• **Exercise details**
In the listing below, start at the line that has "Mark one point on every instance of the purple jersey" and stop after the line that has "x=524 y=118". Put that span into a two-column CSV with the headers input and output, one row for each text and its answer, each field in quotes and line breaks replaced by spaces.
==== Rows ====
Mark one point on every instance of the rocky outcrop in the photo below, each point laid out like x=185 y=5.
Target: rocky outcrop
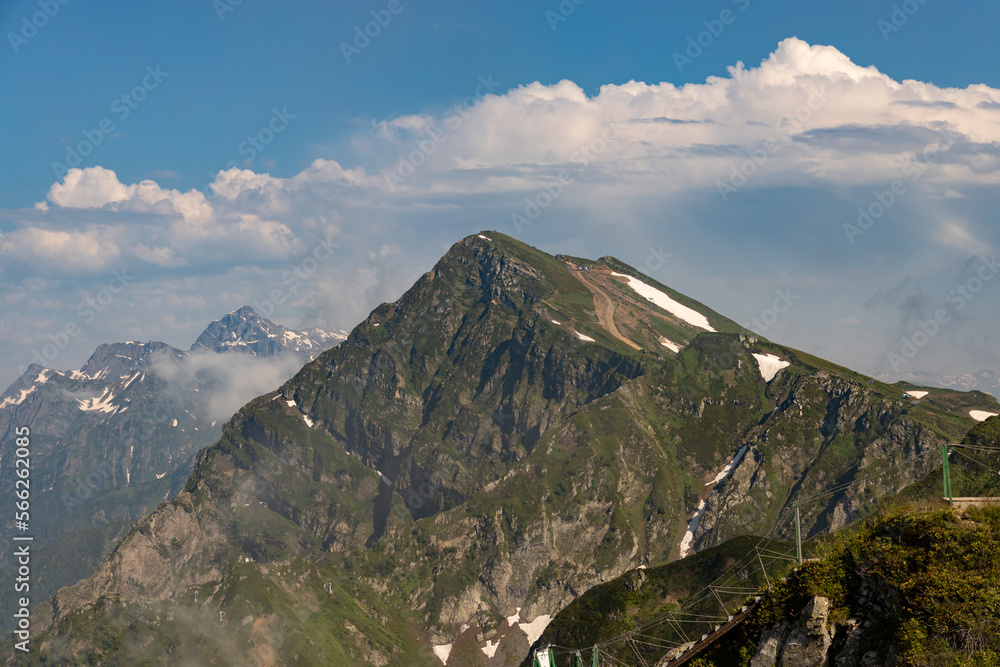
x=804 y=642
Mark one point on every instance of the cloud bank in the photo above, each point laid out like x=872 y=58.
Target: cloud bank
x=808 y=172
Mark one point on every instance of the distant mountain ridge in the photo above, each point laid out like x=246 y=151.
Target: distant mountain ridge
x=985 y=380
x=245 y=331
x=116 y=437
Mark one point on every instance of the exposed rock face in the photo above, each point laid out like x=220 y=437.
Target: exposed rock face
x=804 y=642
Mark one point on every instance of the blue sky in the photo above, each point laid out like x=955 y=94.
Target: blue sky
x=327 y=130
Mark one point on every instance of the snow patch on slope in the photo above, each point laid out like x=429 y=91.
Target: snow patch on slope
x=688 y=539
x=491 y=647
x=535 y=629
x=769 y=365
x=101 y=403
x=669 y=344
x=442 y=651
x=11 y=400
x=664 y=301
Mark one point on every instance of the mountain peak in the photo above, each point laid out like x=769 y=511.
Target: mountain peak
x=244 y=330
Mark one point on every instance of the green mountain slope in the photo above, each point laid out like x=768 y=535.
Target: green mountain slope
x=514 y=430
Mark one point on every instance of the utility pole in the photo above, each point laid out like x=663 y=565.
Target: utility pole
x=946 y=472
x=798 y=535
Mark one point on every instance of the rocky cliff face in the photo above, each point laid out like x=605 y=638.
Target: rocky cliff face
x=474 y=456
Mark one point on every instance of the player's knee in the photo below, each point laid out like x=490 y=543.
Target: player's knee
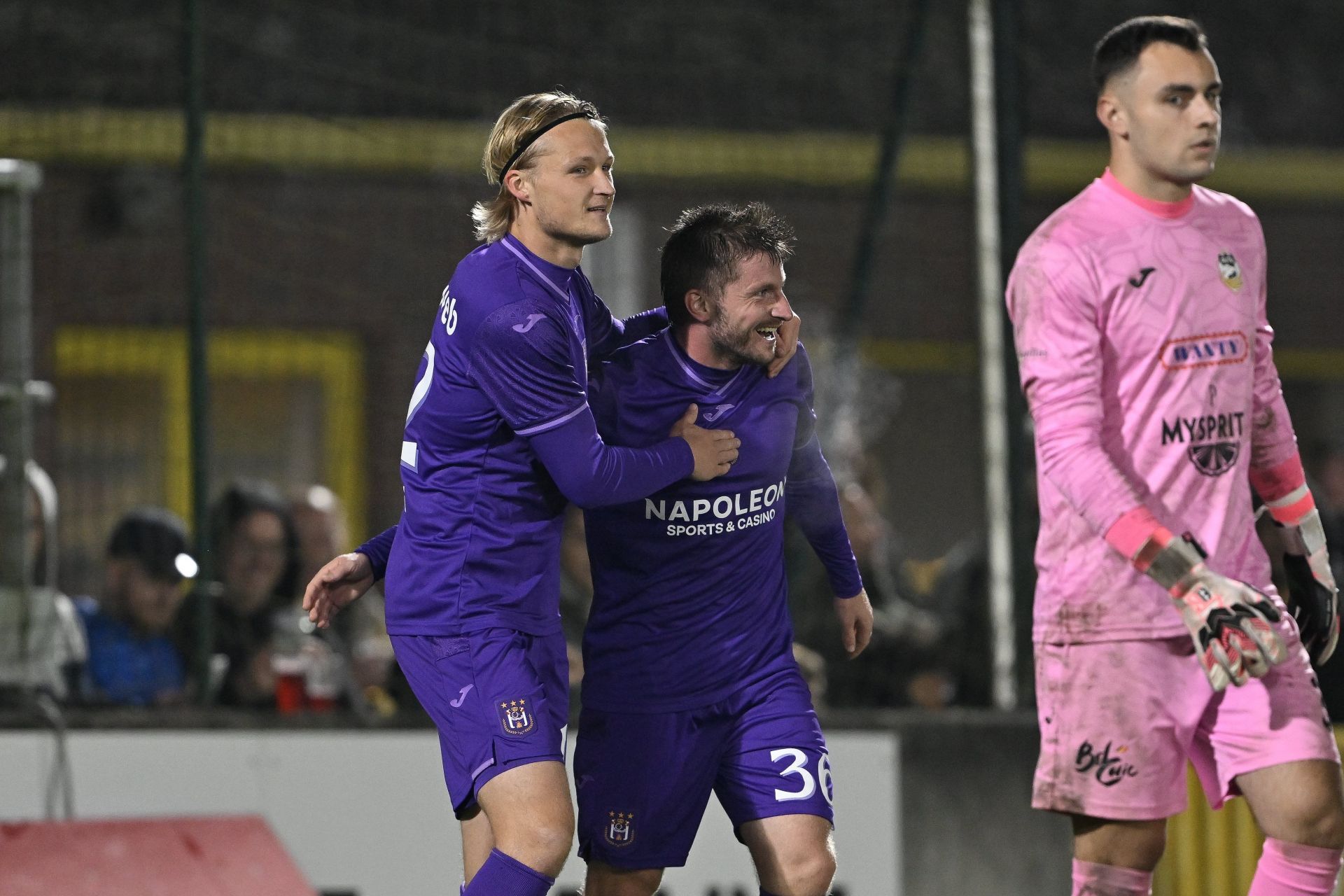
x=1323 y=828
x=553 y=841
x=604 y=880
x=542 y=846
x=809 y=872
x=1138 y=846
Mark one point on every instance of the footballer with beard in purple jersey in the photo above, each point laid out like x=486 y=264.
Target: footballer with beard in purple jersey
x=690 y=682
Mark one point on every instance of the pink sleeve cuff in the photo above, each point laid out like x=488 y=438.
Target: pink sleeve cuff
x=1284 y=491
x=1132 y=531
x=1276 y=482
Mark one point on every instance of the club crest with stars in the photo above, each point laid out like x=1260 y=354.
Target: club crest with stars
x=620 y=828
x=517 y=718
x=1230 y=270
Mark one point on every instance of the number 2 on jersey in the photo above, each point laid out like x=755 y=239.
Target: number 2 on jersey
x=410 y=450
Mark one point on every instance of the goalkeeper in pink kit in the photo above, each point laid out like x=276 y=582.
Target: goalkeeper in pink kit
x=1144 y=348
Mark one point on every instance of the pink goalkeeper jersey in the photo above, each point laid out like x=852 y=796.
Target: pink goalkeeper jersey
x=1145 y=358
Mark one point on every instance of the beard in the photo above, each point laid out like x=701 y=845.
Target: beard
x=741 y=344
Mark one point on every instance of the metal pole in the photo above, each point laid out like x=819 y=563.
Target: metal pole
x=997 y=508
x=18 y=182
x=875 y=213
x=194 y=188
x=1022 y=495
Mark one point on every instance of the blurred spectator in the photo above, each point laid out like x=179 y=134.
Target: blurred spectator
x=901 y=665
x=55 y=653
x=254 y=548
x=131 y=657
x=359 y=634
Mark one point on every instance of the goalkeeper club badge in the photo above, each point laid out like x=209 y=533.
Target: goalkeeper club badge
x=620 y=828
x=517 y=718
x=1230 y=270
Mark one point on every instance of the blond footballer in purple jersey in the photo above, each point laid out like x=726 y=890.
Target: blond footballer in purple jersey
x=690 y=684
x=499 y=437
x=1140 y=323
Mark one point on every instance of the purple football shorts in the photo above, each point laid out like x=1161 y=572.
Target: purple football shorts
x=498 y=696
x=644 y=780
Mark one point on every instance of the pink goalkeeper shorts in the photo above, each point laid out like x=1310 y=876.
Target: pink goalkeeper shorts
x=1120 y=719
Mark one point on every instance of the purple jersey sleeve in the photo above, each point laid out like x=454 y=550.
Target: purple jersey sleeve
x=812 y=498
x=522 y=362
x=592 y=473
x=378 y=548
x=609 y=333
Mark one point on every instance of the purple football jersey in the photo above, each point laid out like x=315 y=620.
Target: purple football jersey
x=690 y=597
x=505 y=370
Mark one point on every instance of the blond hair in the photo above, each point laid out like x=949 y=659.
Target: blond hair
x=524 y=118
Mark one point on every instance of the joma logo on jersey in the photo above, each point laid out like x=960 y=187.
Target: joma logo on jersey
x=517 y=718
x=620 y=828
x=1230 y=270
x=718 y=412
x=1205 y=351
x=1214 y=440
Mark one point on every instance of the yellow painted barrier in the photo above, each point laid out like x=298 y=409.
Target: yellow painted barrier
x=335 y=360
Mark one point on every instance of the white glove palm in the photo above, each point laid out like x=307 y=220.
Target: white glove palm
x=1231 y=624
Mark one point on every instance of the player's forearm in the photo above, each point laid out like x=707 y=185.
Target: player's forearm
x=1273 y=441
x=815 y=505
x=629 y=331
x=1077 y=464
x=592 y=473
x=378 y=550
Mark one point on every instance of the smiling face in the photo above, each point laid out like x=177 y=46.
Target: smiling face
x=743 y=320
x=1164 y=115
x=565 y=197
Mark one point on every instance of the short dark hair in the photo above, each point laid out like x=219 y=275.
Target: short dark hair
x=1123 y=45
x=239 y=501
x=156 y=539
x=707 y=242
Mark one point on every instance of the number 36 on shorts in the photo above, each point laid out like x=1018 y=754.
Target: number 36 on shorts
x=806 y=780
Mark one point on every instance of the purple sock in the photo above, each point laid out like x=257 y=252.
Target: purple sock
x=505 y=876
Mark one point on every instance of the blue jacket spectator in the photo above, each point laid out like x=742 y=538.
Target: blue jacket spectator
x=132 y=660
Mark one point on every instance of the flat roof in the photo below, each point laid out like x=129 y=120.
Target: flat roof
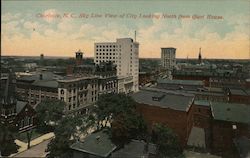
x=180 y=82
x=44 y=83
x=135 y=149
x=238 y=92
x=202 y=102
x=97 y=143
x=231 y=112
x=173 y=101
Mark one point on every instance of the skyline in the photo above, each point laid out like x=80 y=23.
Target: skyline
x=24 y=33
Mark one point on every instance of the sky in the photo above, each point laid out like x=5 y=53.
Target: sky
x=61 y=27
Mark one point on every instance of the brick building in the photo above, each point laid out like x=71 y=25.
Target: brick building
x=13 y=112
x=230 y=121
x=169 y=109
x=238 y=96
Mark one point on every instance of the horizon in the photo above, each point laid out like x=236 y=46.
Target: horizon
x=63 y=28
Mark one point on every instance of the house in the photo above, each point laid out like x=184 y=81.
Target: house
x=97 y=144
x=13 y=112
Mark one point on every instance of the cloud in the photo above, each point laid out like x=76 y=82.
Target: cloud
x=9 y=17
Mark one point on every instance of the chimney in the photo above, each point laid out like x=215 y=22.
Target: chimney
x=146 y=147
x=41 y=76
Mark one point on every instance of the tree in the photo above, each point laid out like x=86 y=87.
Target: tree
x=128 y=126
x=49 y=112
x=166 y=141
x=67 y=131
x=7 y=139
x=109 y=106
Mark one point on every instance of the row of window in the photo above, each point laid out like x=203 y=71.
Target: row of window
x=114 y=50
x=74 y=105
x=107 y=46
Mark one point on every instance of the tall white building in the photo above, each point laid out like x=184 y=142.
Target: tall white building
x=168 y=60
x=124 y=53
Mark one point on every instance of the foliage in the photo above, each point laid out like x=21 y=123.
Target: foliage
x=111 y=105
x=49 y=112
x=120 y=111
x=166 y=141
x=7 y=139
x=126 y=127
x=67 y=131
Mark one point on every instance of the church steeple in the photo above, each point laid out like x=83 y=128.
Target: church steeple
x=200 y=56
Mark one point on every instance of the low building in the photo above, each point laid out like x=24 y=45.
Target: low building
x=78 y=92
x=230 y=121
x=37 y=86
x=136 y=149
x=125 y=84
x=166 y=108
x=96 y=145
x=238 y=96
x=13 y=112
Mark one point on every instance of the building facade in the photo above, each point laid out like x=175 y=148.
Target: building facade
x=78 y=93
x=124 y=53
x=168 y=60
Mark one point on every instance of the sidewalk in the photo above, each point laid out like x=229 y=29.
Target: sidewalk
x=24 y=146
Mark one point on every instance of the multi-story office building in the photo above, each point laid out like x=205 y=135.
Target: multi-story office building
x=78 y=93
x=168 y=60
x=124 y=53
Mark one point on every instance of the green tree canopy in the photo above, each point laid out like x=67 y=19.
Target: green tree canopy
x=127 y=126
x=109 y=106
x=67 y=131
x=166 y=141
x=49 y=112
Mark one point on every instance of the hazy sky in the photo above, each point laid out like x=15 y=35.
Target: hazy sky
x=64 y=29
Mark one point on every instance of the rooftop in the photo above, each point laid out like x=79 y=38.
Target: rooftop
x=231 y=112
x=44 y=83
x=135 y=149
x=173 y=101
x=19 y=106
x=243 y=146
x=202 y=102
x=238 y=92
x=181 y=82
x=98 y=144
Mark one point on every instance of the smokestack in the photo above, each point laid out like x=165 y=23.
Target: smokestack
x=135 y=35
x=41 y=76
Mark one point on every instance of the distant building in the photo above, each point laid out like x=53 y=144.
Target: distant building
x=168 y=60
x=171 y=109
x=99 y=145
x=107 y=78
x=96 y=145
x=79 y=57
x=230 y=121
x=136 y=149
x=125 y=84
x=124 y=53
x=13 y=112
x=78 y=93
x=37 y=86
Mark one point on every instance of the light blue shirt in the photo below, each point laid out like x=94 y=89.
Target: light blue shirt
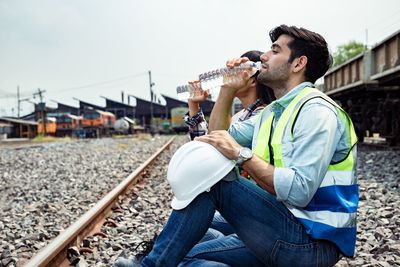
x=318 y=140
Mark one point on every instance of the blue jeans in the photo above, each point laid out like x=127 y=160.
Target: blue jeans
x=219 y=228
x=266 y=233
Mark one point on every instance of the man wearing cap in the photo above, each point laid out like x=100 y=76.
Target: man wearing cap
x=302 y=211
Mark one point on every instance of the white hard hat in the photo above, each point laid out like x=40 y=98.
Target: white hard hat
x=195 y=168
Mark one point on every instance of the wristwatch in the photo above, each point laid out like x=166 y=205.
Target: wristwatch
x=245 y=153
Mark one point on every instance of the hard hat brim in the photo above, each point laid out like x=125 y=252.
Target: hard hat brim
x=177 y=204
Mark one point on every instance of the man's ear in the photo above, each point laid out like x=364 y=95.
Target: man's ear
x=300 y=63
x=252 y=80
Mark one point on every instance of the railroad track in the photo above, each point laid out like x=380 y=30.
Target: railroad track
x=55 y=254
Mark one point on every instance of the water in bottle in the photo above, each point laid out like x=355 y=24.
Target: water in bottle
x=188 y=91
x=213 y=80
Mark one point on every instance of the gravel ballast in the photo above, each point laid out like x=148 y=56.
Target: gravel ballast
x=45 y=189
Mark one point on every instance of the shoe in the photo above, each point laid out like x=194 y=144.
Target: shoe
x=147 y=246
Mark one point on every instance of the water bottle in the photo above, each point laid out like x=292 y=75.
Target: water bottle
x=189 y=91
x=213 y=80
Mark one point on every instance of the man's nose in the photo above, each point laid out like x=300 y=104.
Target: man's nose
x=264 y=57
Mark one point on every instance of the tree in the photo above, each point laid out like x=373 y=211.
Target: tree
x=347 y=51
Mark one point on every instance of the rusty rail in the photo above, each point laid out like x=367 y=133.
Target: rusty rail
x=55 y=252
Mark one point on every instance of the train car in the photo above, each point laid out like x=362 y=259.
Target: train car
x=97 y=123
x=68 y=125
x=124 y=125
x=367 y=88
x=51 y=126
x=177 y=123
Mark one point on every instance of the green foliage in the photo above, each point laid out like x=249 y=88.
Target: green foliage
x=347 y=51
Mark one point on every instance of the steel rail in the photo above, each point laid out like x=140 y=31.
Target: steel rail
x=55 y=252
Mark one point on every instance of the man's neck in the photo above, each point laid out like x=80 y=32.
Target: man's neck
x=283 y=89
x=247 y=101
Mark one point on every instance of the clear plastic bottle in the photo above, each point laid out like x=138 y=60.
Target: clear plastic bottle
x=188 y=91
x=213 y=80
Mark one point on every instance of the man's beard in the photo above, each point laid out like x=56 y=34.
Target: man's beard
x=275 y=77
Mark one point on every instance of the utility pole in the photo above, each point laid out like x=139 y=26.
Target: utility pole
x=19 y=106
x=151 y=98
x=41 y=108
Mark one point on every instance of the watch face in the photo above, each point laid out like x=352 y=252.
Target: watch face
x=247 y=153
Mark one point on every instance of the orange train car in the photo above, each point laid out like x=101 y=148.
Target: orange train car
x=68 y=121
x=51 y=126
x=68 y=125
x=97 y=123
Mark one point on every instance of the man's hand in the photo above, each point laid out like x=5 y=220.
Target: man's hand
x=223 y=142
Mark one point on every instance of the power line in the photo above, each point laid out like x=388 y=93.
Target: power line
x=101 y=83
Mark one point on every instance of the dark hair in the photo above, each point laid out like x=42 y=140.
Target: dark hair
x=264 y=93
x=309 y=44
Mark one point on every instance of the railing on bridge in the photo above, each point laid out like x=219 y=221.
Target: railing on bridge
x=368 y=88
x=370 y=68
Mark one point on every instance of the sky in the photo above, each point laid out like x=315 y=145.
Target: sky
x=85 y=49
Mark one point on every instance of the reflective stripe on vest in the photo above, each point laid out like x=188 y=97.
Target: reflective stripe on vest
x=331 y=213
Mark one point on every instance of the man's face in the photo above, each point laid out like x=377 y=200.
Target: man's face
x=276 y=68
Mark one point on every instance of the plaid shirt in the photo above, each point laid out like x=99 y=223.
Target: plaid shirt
x=198 y=125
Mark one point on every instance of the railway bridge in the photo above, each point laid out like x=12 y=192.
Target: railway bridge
x=368 y=88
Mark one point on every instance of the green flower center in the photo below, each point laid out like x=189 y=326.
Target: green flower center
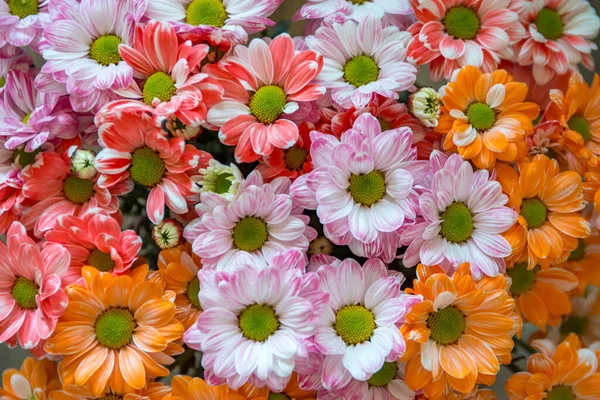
x=206 y=12
x=147 y=168
x=78 y=190
x=158 y=85
x=367 y=189
x=461 y=22
x=258 y=322
x=24 y=292
x=580 y=125
x=457 y=223
x=534 y=212
x=100 y=260
x=385 y=375
x=446 y=325
x=481 y=116
x=22 y=8
x=361 y=70
x=549 y=24
x=114 y=328
x=267 y=103
x=354 y=324
x=249 y=234
x=105 y=50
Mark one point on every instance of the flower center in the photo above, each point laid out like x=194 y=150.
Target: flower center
x=24 y=292
x=361 y=70
x=258 y=322
x=446 y=325
x=100 y=260
x=549 y=24
x=367 y=189
x=22 y=8
x=522 y=278
x=580 y=125
x=385 y=375
x=481 y=116
x=147 y=168
x=249 y=234
x=534 y=212
x=267 y=103
x=206 y=12
x=105 y=50
x=78 y=190
x=158 y=85
x=461 y=22
x=114 y=328
x=457 y=223
x=354 y=324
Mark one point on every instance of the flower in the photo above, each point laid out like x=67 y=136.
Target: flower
x=267 y=92
x=452 y=34
x=460 y=333
x=566 y=371
x=362 y=60
x=485 y=118
x=362 y=186
x=464 y=216
x=32 y=295
x=558 y=36
x=258 y=223
x=255 y=320
x=134 y=150
x=116 y=331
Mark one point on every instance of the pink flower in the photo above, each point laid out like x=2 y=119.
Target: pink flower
x=267 y=89
x=32 y=295
x=136 y=151
x=464 y=215
x=450 y=34
x=362 y=60
x=260 y=222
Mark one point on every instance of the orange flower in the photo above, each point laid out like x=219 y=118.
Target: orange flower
x=34 y=381
x=116 y=331
x=461 y=332
x=565 y=371
x=485 y=117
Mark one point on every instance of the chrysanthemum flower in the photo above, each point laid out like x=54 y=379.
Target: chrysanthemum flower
x=116 y=331
x=362 y=60
x=464 y=216
x=452 y=34
x=559 y=36
x=460 y=333
x=267 y=89
x=566 y=371
x=32 y=295
x=134 y=150
x=485 y=118
x=255 y=320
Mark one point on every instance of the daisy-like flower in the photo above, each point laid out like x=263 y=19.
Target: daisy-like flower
x=464 y=216
x=559 y=36
x=255 y=320
x=32 y=295
x=362 y=60
x=116 y=331
x=134 y=150
x=28 y=117
x=362 y=186
x=452 y=34
x=566 y=371
x=485 y=118
x=267 y=92
x=258 y=223
x=460 y=333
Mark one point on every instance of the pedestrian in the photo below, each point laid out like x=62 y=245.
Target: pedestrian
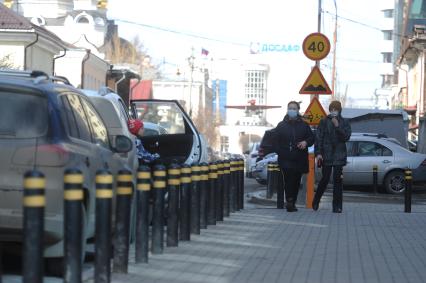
x=136 y=127
x=292 y=138
x=330 y=150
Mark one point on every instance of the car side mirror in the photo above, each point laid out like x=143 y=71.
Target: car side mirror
x=123 y=144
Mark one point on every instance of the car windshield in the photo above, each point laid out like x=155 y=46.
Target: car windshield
x=22 y=115
x=166 y=116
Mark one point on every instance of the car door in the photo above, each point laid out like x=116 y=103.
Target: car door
x=368 y=154
x=180 y=141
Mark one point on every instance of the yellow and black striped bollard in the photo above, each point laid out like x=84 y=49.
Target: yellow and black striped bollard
x=103 y=245
x=34 y=203
x=185 y=203
x=219 y=191
x=73 y=222
x=226 y=187
x=408 y=190
x=204 y=184
x=158 y=219
x=195 y=199
x=211 y=214
x=143 y=191
x=122 y=220
x=173 y=213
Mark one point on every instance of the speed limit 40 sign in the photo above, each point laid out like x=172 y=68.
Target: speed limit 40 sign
x=316 y=46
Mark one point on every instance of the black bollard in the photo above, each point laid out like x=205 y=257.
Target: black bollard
x=103 y=226
x=270 y=180
x=241 y=183
x=122 y=221
x=226 y=187
x=34 y=203
x=408 y=190
x=219 y=191
x=375 y=178
x=173 y=212
x=158 y=217
x=142 y=215
x=204 y=183
x=185 y=203
x=211 y=217
x=73 y=237
x=195 y=199
x=280 y=188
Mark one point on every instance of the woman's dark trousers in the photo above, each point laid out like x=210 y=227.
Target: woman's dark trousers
x=292 y=179
x=337 y=185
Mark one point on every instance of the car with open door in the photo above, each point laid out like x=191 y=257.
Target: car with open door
x=177 y=139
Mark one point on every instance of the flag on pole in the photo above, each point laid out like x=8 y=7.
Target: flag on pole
x=204 y=52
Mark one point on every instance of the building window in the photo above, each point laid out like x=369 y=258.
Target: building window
x=387 y=35
x=388 y=13
x=387 y=57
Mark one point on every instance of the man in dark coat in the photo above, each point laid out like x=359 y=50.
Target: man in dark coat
x=330 y=150
x=293 y=136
====
• **Correct response**
input,output
"Mark one point on every instance of the purple jersey sleeve in the photo above, each point laid out like x=454 y=550. Target: purple jersey sleeve","x=812 y=498 x=522 y=362 x=592 y=473 x=378 y=548 x=609 y=333"
"Mark one point on every instance of the purple football jersey in the photo above, each point laid out like x=315 y=620. Target: purple football jersey","x=690 y=597 x=505 y=370"
"Mark one point on every instance of the blond hair in the photo above, each point laid out like x=949 y=659. Target: blond hair","x=524 y=118"